[Exercise inputs — start]

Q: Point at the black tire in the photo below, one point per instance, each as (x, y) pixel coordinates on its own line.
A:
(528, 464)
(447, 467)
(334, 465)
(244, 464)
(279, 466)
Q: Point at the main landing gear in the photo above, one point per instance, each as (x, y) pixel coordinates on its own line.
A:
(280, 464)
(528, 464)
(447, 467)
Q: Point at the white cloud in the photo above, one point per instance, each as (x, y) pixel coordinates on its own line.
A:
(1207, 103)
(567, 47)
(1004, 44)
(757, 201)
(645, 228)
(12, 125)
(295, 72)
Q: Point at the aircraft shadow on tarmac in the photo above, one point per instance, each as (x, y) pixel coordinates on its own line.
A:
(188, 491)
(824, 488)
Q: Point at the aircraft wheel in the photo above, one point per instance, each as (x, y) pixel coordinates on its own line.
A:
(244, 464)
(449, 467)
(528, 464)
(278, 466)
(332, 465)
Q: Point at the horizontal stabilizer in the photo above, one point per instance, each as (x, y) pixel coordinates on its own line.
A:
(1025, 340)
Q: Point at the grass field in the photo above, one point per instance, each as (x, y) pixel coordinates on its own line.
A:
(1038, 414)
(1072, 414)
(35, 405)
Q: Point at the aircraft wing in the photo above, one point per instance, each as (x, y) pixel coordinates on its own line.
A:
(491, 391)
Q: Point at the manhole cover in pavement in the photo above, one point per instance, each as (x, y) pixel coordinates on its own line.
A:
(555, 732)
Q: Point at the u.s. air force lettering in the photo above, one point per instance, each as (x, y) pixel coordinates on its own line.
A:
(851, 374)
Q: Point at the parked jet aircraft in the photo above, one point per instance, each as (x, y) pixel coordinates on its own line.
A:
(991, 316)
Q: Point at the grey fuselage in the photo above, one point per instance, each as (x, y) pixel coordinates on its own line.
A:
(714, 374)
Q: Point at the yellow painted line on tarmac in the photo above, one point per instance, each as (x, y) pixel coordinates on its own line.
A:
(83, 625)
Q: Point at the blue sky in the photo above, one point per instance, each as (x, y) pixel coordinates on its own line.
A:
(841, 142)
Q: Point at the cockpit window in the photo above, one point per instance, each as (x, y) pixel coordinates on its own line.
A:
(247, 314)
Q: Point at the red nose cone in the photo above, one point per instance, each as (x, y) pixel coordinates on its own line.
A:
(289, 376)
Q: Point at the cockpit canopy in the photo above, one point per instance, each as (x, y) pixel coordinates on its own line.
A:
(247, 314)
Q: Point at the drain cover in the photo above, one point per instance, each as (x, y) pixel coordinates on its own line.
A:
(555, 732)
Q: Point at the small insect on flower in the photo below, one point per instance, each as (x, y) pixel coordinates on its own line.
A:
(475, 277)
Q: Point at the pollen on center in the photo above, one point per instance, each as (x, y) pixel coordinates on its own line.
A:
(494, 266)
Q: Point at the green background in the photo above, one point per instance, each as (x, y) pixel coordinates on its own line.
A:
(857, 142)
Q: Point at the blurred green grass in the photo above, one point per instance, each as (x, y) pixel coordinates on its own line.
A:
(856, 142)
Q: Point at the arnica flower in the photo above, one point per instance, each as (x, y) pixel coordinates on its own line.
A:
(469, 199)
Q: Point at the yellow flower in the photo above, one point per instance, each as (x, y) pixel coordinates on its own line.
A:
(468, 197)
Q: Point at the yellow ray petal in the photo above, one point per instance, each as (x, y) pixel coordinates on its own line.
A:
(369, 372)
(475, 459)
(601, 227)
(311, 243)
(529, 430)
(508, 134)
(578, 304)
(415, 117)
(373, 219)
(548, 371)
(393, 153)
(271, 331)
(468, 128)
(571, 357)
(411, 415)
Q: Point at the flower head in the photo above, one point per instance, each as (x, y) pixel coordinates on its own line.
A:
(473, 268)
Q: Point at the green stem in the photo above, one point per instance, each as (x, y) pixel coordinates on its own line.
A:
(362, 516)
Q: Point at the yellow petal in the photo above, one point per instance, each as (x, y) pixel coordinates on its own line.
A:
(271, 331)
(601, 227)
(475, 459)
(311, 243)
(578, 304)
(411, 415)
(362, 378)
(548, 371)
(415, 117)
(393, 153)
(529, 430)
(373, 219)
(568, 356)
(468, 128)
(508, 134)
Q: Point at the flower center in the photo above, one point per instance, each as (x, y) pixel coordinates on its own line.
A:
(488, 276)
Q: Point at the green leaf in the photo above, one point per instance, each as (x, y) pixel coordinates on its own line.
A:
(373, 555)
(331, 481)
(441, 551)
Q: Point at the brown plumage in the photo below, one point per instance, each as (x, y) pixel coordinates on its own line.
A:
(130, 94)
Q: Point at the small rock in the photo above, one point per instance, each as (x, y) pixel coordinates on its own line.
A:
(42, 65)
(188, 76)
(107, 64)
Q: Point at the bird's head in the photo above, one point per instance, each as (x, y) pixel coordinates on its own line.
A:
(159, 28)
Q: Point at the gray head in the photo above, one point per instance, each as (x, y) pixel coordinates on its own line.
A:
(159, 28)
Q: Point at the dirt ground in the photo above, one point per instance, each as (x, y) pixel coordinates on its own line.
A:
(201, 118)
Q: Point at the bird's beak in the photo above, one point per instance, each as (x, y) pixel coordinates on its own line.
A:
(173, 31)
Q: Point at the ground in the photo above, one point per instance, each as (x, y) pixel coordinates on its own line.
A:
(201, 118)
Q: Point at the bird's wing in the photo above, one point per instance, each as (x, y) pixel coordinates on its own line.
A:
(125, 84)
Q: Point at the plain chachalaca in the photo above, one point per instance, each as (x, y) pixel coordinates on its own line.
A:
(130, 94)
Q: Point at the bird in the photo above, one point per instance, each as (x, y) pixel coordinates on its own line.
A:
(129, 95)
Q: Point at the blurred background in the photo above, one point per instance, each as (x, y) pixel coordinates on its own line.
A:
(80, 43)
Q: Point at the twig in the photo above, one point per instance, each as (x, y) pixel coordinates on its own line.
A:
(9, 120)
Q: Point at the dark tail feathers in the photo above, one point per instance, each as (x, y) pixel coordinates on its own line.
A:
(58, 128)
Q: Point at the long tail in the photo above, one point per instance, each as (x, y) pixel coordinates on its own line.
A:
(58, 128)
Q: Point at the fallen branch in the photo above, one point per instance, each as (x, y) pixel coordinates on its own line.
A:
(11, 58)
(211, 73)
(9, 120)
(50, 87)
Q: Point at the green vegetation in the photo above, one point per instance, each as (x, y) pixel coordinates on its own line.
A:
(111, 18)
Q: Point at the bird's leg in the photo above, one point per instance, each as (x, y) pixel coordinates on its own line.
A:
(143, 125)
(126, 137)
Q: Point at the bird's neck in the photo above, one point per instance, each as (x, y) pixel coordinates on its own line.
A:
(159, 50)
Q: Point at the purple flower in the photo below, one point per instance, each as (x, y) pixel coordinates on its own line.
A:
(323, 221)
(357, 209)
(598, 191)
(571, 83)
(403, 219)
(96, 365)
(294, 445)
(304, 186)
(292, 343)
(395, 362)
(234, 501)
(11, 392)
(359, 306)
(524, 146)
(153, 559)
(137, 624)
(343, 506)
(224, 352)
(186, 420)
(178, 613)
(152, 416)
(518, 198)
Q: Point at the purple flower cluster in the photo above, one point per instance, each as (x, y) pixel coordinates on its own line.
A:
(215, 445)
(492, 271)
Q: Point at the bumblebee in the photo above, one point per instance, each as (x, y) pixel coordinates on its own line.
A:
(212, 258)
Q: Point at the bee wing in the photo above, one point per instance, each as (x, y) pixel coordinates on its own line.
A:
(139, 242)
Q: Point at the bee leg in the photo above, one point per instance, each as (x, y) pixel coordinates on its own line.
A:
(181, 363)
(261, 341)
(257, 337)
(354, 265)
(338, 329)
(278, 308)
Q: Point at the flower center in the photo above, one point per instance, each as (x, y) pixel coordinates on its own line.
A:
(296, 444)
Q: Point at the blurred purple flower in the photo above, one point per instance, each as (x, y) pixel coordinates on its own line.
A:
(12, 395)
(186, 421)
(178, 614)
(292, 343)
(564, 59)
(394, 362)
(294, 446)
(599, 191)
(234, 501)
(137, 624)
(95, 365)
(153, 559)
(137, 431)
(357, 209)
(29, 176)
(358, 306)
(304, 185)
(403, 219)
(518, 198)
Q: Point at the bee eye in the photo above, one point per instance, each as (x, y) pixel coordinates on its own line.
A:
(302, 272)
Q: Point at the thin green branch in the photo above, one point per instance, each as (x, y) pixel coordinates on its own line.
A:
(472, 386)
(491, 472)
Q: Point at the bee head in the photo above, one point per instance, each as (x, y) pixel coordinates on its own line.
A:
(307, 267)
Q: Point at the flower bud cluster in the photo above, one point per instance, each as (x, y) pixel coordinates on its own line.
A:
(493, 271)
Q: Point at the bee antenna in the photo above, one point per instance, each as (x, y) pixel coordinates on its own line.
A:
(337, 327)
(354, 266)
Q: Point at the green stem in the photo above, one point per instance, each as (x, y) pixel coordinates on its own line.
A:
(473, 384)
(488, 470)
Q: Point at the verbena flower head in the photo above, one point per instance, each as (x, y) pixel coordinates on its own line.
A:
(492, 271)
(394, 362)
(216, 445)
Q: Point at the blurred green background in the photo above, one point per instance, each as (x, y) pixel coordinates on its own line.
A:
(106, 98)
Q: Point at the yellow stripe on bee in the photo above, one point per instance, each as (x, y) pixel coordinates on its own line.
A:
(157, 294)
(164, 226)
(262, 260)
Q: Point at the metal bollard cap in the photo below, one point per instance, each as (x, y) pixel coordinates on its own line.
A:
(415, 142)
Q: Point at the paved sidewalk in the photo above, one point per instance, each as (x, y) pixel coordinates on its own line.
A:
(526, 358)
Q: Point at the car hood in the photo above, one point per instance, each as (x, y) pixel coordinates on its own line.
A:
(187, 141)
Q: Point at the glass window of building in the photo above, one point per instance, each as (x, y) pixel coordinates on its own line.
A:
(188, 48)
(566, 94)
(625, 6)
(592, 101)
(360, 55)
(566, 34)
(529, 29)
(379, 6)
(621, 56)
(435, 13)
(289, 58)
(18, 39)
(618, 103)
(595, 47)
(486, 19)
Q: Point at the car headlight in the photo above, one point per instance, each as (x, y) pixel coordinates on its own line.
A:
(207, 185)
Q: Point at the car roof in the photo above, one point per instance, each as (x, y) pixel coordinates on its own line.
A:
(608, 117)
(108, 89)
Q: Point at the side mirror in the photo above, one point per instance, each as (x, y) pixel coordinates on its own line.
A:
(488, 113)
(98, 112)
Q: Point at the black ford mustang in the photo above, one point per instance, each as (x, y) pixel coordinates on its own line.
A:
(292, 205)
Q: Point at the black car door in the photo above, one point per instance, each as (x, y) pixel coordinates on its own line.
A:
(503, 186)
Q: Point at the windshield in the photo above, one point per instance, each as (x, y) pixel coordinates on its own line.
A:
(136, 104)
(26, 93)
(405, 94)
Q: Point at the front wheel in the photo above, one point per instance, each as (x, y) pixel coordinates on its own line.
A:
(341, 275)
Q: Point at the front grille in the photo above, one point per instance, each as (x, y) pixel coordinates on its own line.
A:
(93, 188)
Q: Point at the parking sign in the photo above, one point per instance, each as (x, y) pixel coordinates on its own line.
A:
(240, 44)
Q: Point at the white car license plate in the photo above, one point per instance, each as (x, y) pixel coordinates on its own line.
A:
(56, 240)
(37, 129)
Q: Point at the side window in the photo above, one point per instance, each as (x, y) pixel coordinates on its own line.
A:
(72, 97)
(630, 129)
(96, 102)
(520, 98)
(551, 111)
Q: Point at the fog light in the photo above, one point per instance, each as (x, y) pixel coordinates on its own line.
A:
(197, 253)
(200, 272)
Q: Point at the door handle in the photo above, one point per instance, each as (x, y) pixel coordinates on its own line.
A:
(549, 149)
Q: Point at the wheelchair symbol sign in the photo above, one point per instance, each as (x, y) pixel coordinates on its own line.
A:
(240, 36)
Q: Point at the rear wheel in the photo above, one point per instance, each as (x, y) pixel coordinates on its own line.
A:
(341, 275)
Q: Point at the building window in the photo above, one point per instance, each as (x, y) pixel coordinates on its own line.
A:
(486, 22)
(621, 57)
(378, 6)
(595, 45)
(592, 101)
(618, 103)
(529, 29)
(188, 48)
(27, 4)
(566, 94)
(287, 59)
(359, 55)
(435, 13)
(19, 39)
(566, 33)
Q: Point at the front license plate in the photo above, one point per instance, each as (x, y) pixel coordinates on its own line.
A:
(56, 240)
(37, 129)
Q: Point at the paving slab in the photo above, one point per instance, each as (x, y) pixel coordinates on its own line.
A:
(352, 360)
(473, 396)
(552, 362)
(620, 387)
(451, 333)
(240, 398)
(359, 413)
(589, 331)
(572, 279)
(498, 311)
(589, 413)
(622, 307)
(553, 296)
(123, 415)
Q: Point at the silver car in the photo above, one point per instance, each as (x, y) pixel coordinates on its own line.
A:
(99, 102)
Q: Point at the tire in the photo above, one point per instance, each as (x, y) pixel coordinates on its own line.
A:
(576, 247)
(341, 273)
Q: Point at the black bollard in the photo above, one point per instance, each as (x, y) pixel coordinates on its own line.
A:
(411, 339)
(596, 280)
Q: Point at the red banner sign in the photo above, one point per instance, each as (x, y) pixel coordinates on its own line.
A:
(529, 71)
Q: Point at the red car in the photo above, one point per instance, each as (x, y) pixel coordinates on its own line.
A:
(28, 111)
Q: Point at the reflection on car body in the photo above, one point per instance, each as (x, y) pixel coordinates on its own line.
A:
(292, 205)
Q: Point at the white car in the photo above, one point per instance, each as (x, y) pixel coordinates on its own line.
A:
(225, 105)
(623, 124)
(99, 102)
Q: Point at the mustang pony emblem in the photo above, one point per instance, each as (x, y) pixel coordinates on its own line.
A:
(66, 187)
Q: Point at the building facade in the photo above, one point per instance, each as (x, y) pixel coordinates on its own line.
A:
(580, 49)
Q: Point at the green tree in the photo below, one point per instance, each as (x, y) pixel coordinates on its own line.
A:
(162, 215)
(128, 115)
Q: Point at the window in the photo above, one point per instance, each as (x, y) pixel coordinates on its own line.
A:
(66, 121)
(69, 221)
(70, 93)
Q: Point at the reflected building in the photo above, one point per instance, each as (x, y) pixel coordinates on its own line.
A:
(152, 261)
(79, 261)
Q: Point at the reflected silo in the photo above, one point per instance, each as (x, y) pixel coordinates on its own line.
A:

[Exercise inputs — finish]

**Requirement**
Scan the records above for the word "cockpit". Show each line in which it appears.

**Solution to the exercise**
Q: Point at the cockpit window in the photo above, one point per instance, each as (x, y) pixel coordinates on its own line.
Q: Point at the cockpit canopy in the photo above, one point per instance, each as (x, y) pixel coordinates on its own line.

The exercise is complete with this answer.